(Excerpts of pointing data)
--------------------
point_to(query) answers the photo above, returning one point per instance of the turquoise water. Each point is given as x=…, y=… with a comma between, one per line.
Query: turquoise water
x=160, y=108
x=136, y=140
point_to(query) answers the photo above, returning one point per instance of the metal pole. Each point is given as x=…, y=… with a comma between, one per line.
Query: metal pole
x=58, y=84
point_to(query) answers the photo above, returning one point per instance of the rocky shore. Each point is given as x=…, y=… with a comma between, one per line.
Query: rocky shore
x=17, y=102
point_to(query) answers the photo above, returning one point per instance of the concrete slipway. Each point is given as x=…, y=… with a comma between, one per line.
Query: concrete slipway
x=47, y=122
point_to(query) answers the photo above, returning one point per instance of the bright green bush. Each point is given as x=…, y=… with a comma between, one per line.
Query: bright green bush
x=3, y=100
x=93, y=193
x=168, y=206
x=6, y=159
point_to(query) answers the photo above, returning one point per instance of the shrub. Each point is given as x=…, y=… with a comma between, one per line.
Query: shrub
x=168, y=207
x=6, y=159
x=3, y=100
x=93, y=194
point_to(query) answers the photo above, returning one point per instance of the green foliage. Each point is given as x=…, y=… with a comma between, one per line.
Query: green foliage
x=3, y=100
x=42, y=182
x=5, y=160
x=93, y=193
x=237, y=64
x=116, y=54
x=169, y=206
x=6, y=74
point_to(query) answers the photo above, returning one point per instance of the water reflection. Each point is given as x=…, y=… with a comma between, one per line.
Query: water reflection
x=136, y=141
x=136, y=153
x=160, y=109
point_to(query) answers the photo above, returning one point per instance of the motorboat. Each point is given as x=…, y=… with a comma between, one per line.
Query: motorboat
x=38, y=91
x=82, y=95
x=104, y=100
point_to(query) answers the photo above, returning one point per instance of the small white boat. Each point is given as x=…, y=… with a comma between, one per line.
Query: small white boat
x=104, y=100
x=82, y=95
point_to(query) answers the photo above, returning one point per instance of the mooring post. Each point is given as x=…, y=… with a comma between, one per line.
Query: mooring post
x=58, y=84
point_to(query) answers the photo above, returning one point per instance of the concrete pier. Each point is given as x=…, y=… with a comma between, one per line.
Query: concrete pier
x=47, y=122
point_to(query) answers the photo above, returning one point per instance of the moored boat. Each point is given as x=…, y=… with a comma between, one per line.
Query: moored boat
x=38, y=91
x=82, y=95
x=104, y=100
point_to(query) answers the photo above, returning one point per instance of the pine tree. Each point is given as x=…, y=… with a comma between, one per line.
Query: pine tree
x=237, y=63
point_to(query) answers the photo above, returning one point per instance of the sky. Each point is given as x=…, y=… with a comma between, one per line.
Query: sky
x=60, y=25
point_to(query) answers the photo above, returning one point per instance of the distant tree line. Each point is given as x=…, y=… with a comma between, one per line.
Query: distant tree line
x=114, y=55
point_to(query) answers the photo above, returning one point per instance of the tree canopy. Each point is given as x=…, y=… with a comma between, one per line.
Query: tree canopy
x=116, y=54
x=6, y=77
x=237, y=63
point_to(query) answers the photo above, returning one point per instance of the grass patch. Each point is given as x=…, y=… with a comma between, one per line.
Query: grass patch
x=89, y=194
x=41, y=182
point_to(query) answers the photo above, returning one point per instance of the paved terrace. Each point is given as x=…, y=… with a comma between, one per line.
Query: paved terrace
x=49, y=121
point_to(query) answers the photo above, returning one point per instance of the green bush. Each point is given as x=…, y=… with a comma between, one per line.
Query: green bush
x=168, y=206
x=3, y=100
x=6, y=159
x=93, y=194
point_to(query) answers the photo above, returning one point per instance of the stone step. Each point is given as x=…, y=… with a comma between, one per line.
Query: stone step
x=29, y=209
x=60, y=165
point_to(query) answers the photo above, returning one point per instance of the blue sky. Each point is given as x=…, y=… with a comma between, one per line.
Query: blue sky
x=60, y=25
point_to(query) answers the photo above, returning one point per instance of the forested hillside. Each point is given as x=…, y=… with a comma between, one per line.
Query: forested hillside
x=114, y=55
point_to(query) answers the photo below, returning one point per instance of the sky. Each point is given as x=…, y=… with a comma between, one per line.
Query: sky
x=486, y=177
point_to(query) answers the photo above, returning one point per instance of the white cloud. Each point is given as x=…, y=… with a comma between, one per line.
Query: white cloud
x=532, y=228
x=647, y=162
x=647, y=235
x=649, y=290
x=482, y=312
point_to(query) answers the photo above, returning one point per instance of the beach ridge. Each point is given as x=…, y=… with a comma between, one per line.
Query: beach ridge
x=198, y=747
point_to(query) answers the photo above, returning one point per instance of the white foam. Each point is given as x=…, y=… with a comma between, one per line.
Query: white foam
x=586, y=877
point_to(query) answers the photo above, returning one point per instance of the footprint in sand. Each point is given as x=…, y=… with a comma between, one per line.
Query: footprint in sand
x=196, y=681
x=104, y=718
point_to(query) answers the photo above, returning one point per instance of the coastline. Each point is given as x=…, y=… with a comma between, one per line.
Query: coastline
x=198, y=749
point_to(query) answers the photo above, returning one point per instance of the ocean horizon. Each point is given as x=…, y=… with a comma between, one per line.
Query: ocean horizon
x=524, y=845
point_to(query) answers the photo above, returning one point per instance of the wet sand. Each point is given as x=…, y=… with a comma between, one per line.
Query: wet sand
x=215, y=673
--------------------
> **Task to carry out**
Put every line of the entries above into a Markdown table with two columns, Row and Line. Number the rows in order and leave out blank lines.

> **Output of the exercise**
| Row | Line |
|---|---|
| 1 | point_to(query) answers the photo above, returning one point per instance of the turquoise water. Each point is given as x=…, y=… with a comma between, one per line. |
| 2 | Query: turquoise water |
| 3 | x=160, y=108 |
| 4 | x=136, y=140 |
| 5 | point_to(query) answers the photo above, returning one point per instance of the metal pole. Each point is given as x=…, y=… with a comma between, one per line. |
| 6 | Query: metal pole |
| 7 | x=58, y=84 |
| 8 | point_to(query) answers the photo above, returning one point per instance of the rocky shore. Each point is given as x=…, y=… with a comma between, one per line. |
| 9 | Query: rocky shore |
| 10 | x=17, y=102 |
| 11 | point_to(query) answers the photo above, returning one point per instance of the concrete slipway. Each point is given as x=…, y=… with a comma between, one per line. |
| 12 | Query: concrete slipway |
| 13 | x=47, y=122 |
| 14 | point_to(query) answers the photo above, returning one point per instance of the bright green bush. Each point is given as x=…, y=… with a comma between, one per line. |
| 15 | Query: bright green bush |
| 16 | x=3, y=100 |
| 17 | x=93, y=193 |
| 18 | x=168, y=206 |
| 19 | x=6, y=159 |
| 20 | point_to(query) answers the photo above, returning one point per instance of the shrub. Each point is given as x=…, y=… with a comma between, one per line. |
| 21 | Query: shrub |
| 22 | x=168, y=207 |
| 23 | x=6, y=159 |
| 24 | x=3, y=100 |
| 25 | x=93, y=194 |
| 26 | point_to(query) answers the photo above, returning one point per instance of the green foliage. Each point is given as x=…, y=… with a comma between, one per line. |
| 27 | Query: green foliage |
| 28 | x=3, y=100 |
| 29 | x=42, y=182 |
| 30 | x=5, y=160 |
| 31 | x=93, y=193 |
| 32 | x=237, y=64 |
| 33 | x=116, y=54 |
| 34 | x=169, y=206 |
| 35 | x=6, y=74 |
| 36 | point_to(query) answers the photo above, returning one point per instance of the water reflection. Each point is given as x=…, y=… with a comma between, one per line. |
| 37 | Query: water reflection |
| 38 | x=136, y=141 |
| 39 | x=136, y=153 |
| 40 | x=160, y=109 |
| 41 | point_to(query) answers the photo above, returning one point per instance of the motorboat. Each point is given as x=…, y=… with a comma between, one per line. |
| 42 | Query: motorboat |
| 43 | x=38, y=91 |
| 44 | x=82, y=95 |
| 45 | x=104, y=100 |
| 46 | point_to(query) answers the photo above, returning one point per instance of the small white boat. Each point is given as x=…, y=… with a comma between, one per line. |
| 47 | Query: small white boat |
| 48 | x=104, y=100 |
| 49 | x=82, y=95 |
| 50 | point_to(query) answers the photo above, returning one point per instance of the mooring post. Each point is given as x=…, y=… with a comma between, one per line. |
| 51 | Query: mooring post |
| 52 | x=58, y=84 |
| 53 | point_to(query) answers the photo above, returning one point per instance of the concrete pier. Each point is given as x=…, y=… with a comma between, one per line. |
| 54 | Query: concrete pier |
| 55 | x=47, y=122 |
| 56 | point_to(query) answers the photo above, returning one point per instance of the moored boat. Each point is given as x=…, y=… with a comma between, one per line. |
| 57 | Query: moored boat |
| 58 | x=38, y=91 |
| 59 | x=82, y=95 |
| 60 | x=104, y=100 |
| 61 | point_to(query) answers the photo above, returning one point per instance of the pine tree. Each point is given as x=…, y=… with a comma between, one per line. |
| 62 | Query: pine tree |
| 63 | x=237, y=63 |
| 64 | point_to(query) answers the photo above, returning one point per instance of the sky. Each point is given as x=…, y=… with a comma between, one per line. |
| 65 | Query: sky |
| 66 | x=60, y=25 |
| 67 | point_to(query) answers the photo above, returning one point per instance of the distant tree line. Each point is given as x=…, y=… with a comma between, one per line. |
| 68 | Query: distant tree line |
| 69 | x=114, y=55 |
| 70 | point_to(query) answers the photo above, returning one point per instance of the tree canopy. Each point is given as x=…, y=… with a comma between, one per line. |
| 71 | Query: tree canopy |
| 72 | x=116, y=54 |
| 73 | x=6, y=77 |
| 74 | x=237, y=63 |
| 75 | point_to(query) answers the photo above, returning one point per instance of the grass patch. Each point is given as x=…, y=… with a comma between, one per line. |
| 76 | Query: grass patch |
| 77 | x=89, y=194 |
| 78 | x=41, y=182 |
| 79 | point_to(query) answers the photo above, returning one point per instance of the paved terrace. Each point is given as x=…, y=… with a comma between, one per line. |
| 80 | Query: paved terrace |
| 81 | x=49, y=121 |
| 82 | point_to(query) answers the photo above, returning one point per instance of the green bush. Each point is given as x=…, y=… with a comma between, one per line. |
| 83 | Query: green bush |
| 84 | x=168, y=206 |
| 85 | x=3, y=100 |
| 86 | x=6, y=159 |
| 87 | x=93, y=194 |
| 88 | point_to(query) answers the photo above, returning one point per instance of the stone step. Each point is given as x=…, y=… with a comma between, one per line. |
| 89 | Query: stone step |
| 90 | x=29, y=209 |
| 91 | x=60, y=165 |
| 92 | point_to(query) answers the photo above, returning one point per instance of the blue sky. Each point is given as x=…, y=… with a comma between, one per line. |
| 93 | Query: blue sky |
| 94 | x=60, y=25 |
| 95 | point_to(query) answers the photo above, returning one point per instance of the forested hillside. Each point is given as x=…, y=… with a comma between, one per line. |
| 96 | Query: forested hillside |
| 97 | x=114, y=55 |
| 98 | point_to(query) answers the photo below, returning one point per instance of the sky. Each point is given as x=…, y=… with a comma between, one per line. |
| 99 | Query: sky |
| 100 | x=486, y=177 |
| 101 | point_to(query) answers the photo above, returning one point per instance of the white cloud. Each point is given as x=…, y=… with a comma between, one per line. |
| 102 | Query: white cloud |
| 103 | x=532, y=228 |
| 104 | x=647, y=162 |
| 105 | x=647, y=235 |
| 106 | x=649, y=290 |
| 107 | x=482, y=312 |
| 108 | point_to(query) answers the photo above, returning one point per instance of the beach ridge. Each point is given as x=…, y=… with a comma between, one per line. |
| 109 | Query: beach ridge |
| 110 | x=198, y=747 |
| 111 | point_to(query) answers the photo above, returning one point per instance of the white foam. Each point is given as x=…, y=… with a comma between, one per line. |
| 112 | Query: white foam |
| 113 | x=586, y=877 |
| 114 | point_to(query) answers the photo above, returning one point per instance of the footprint in sand. Each point is given as x=…, y=… with a comma between, one per line. |
| 115 | Query: footprint in sand |
| 116 | x=196, y=681 |
| 117 | x=104, y=718 |
| 118 | point_to(query) answers the photo above, returning one point per instance of the coastline. Each point is given as x=…, y=… with a comma between, one per line. |
| 119 | Query: coastline |
| 120 | x=198, y=749 |
| 121 | point_to(query) answers the photo above, returning one point per instance of the ocean horizon. Each point is given as x=…, y=… with a comma between, one per line. |
| 122 | Query: ocean horizon |
| 123 | x=524, y=845 |
| 124 | point_to(query) answers the photo above, returning one point per instance of the wet sand. Each point is given as x=…, y=… with a comma between, one per line. |
| 125 | Query: wet sand |
| 126 | x=215, y=673 |